> _Extracted records_

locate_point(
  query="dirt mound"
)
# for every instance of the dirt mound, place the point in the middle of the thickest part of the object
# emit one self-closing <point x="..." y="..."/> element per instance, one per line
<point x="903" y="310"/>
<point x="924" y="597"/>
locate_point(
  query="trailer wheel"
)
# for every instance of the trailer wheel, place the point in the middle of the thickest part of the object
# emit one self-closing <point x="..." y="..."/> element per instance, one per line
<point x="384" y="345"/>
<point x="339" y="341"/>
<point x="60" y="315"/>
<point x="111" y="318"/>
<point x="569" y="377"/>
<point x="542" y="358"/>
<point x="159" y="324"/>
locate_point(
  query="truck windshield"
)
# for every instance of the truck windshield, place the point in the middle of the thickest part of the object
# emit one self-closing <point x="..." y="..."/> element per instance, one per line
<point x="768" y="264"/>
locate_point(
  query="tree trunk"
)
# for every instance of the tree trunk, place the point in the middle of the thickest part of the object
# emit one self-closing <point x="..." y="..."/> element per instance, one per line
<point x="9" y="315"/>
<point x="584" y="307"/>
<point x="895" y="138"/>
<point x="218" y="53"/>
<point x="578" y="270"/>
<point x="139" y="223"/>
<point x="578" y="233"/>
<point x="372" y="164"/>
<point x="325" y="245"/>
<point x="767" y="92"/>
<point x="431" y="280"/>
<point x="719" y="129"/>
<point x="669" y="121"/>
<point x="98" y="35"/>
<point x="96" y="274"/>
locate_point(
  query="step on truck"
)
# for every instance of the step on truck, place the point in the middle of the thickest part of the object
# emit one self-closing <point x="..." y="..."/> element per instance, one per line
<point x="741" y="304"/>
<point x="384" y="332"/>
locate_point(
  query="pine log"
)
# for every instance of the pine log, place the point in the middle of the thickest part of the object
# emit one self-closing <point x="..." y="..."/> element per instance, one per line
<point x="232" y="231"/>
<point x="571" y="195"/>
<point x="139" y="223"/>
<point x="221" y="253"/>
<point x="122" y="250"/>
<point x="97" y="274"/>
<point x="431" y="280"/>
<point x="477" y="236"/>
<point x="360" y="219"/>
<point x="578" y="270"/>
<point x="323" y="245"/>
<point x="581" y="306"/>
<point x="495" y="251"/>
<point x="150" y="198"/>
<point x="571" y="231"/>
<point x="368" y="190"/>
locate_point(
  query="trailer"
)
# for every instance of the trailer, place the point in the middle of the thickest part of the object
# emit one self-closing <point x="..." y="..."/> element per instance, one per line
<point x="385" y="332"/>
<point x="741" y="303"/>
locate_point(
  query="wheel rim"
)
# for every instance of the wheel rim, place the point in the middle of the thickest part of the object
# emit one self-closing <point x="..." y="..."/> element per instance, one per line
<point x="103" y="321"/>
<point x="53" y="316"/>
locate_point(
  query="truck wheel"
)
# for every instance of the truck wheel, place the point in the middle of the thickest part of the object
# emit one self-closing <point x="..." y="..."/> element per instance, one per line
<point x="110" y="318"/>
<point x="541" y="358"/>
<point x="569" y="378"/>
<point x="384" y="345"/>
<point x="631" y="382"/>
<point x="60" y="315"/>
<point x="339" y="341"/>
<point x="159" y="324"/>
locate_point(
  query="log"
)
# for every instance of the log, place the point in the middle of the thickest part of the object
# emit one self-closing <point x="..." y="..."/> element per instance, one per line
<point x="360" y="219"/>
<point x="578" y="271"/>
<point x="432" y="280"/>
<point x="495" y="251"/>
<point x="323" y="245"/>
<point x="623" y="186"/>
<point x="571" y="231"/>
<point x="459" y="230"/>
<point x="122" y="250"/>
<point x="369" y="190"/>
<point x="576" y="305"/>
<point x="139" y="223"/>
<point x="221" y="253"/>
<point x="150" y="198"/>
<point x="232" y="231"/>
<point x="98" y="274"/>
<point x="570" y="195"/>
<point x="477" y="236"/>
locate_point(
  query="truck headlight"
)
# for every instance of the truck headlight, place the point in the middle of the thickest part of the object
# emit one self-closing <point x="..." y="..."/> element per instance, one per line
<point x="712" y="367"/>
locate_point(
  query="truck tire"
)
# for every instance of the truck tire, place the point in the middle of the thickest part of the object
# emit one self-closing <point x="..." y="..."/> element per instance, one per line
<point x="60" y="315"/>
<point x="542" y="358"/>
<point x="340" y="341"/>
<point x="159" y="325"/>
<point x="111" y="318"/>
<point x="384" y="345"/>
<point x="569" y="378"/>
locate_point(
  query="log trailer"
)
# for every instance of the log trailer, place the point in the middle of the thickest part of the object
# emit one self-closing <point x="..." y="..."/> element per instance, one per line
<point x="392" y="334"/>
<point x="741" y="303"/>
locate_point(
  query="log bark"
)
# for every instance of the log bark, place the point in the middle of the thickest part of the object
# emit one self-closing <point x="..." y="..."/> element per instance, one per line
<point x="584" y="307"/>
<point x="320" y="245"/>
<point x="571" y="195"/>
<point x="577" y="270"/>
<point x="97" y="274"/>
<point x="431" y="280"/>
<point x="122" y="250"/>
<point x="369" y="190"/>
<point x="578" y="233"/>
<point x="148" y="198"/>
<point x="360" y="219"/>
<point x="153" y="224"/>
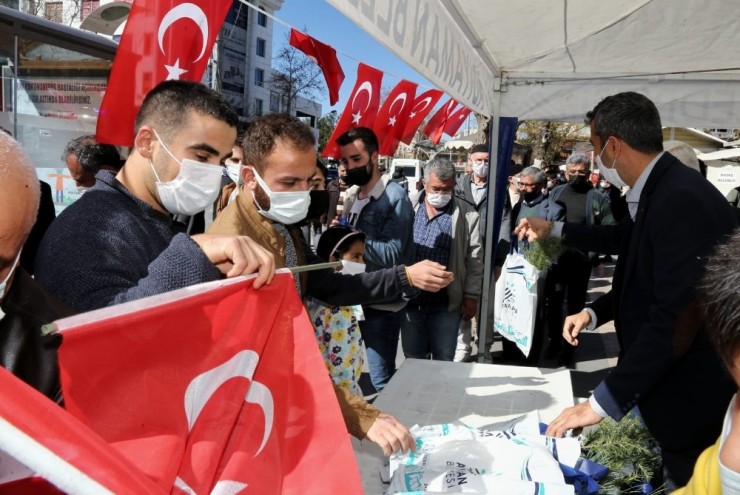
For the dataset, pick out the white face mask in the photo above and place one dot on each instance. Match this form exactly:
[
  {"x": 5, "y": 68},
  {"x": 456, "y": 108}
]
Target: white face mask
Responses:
[
  {"x": 195, "y": 187},
  {"x": 285, "y": 207},
  {"x": 234, "y": 172},
  {"x": 4, "y": 283},
  {"x": 352, "y": 267},
  {"x": 610, "y": 174},
  {"x": 439, "y": 200},
  {"x": 480, "y": 168}
]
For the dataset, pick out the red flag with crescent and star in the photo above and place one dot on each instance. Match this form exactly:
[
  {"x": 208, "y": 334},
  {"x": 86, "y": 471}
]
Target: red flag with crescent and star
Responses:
[
  {"x": 216, "y": 388},
  {"x": 325, "y": 57},
  {"x": 436, "y": 125},
  {"x": 361, "y": 107},
  {"x": 456, "y": 120},
  {"x": 392, "y": 117},
  {"x": 162, "y": 40},
  {"x": 423, "y": 104}
]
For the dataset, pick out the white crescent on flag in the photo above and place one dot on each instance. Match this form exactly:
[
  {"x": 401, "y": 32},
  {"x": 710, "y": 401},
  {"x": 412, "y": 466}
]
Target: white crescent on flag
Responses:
[{"x": 183, "y": 11}]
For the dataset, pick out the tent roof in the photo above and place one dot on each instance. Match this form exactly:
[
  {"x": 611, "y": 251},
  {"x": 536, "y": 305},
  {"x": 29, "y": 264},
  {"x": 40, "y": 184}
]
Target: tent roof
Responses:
[{"x": 556, "y": 60}]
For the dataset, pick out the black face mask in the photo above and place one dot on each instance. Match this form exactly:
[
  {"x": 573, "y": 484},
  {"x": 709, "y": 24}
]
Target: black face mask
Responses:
[
  {"x": 359, "y": 176},
  {"x": 319, "y": 204}
]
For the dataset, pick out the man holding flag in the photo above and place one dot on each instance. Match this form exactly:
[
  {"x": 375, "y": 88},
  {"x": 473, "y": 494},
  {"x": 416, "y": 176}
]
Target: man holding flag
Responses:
[{"x": 117, "y": 243}]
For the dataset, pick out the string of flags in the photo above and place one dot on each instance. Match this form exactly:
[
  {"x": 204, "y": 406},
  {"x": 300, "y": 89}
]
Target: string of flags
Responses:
[{"x": 179, "y": 53}]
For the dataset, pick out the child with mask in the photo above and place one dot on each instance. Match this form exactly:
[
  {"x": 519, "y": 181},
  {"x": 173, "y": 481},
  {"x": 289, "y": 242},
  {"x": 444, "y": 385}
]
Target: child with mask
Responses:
[{"x": 337, "y": 327}]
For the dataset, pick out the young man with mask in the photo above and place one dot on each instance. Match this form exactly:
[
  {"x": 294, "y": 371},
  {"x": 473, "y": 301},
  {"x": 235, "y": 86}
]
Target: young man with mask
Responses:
[
  {"x": 117, "y": 243},
  {"x": 381, "y": 209},
  {"x": 667, "y": 366},
  {"x": 446, "y": 231},
  {"x": 279, "y": 166},
  {"x": 586, "y": 205}
]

> _Task to carry out_
Show the lines above with "photo".

> _Solved problem_
For the dataset, pick out the white face mask in the photo above and place one dot on each instance. Match this form exactly:
For the dataset, pick out the red flag with crescent and star in the photo above and place one dot on each instance. Match this form exactly:
For the dataset, pick out the white crescent on flag in the photo above and place one dot on each instance. Match this form exactly:
For the dataset, pick out the tent roof in the photo above and place one dot on each instance. Match this form exactly:
For the dataset, pick out the black face mask in the photo above and place one dot on each instance. Match this form exactly:
For the dataset, pick out the man holding flag in the photo above and place one dot on each instance. Match this form exactly:
For the dataset, pick out the string of flags in the photo above and place one dot on each instance. Match this form exactly:
For the dataset, pick out the child with mask in the photo above and place one dot on each instance. Match this form exactly:
For the dataset, pick out the young man with mask in the photo above and place one dot on each instance. Match this form exactly:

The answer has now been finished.